Requirements: Please find each line in the records below that contains the word "white", and copy every such line.

○ ○ ○

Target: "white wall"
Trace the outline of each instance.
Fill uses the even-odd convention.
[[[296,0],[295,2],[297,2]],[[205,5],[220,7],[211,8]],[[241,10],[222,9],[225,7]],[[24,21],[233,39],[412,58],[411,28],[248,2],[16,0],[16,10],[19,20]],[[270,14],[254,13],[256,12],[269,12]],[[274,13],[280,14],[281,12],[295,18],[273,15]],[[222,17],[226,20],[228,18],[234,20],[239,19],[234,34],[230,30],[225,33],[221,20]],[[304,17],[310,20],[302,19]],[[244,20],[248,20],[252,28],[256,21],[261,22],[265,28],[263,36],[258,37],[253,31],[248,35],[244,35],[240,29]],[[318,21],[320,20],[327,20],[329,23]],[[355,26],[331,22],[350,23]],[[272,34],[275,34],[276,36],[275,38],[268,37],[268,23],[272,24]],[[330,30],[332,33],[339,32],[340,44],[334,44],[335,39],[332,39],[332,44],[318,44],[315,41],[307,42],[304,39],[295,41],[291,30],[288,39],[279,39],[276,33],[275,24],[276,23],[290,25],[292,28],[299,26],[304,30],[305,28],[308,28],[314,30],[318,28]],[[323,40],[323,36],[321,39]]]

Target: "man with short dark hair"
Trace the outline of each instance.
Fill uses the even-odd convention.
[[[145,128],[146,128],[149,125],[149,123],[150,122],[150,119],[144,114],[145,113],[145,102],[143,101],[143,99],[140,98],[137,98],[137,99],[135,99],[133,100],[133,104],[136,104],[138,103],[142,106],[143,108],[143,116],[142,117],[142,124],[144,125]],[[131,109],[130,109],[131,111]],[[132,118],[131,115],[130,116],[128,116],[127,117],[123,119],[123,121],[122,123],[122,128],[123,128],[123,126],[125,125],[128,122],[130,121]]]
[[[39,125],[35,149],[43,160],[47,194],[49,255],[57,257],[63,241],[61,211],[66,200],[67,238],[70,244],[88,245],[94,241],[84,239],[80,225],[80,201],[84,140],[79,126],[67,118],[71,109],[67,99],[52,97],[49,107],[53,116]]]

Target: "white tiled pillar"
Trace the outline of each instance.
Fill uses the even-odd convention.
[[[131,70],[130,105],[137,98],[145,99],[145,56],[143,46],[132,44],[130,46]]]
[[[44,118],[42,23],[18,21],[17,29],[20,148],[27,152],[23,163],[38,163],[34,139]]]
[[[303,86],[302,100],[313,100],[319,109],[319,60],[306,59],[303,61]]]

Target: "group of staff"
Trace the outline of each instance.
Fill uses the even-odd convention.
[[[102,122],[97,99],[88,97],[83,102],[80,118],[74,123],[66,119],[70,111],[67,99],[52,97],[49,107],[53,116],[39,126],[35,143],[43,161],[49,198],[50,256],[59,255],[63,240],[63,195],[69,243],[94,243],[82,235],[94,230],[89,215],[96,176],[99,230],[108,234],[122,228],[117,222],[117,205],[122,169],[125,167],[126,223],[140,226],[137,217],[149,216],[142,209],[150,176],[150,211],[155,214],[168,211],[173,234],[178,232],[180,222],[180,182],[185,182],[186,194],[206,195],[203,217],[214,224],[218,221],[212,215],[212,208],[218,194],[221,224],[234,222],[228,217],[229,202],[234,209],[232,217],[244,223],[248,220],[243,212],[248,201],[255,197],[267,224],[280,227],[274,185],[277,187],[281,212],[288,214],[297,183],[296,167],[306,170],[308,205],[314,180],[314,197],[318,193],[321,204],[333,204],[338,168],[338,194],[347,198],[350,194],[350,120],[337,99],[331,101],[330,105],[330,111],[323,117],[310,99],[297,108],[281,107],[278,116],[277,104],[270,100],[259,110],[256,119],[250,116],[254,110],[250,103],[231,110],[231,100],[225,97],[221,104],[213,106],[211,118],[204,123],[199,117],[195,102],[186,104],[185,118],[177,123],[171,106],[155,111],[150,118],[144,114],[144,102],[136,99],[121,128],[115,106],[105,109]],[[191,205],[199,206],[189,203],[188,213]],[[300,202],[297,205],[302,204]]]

○ ○ ○

Final answer:
Target: "white wall"
Target: "white tiled pillar"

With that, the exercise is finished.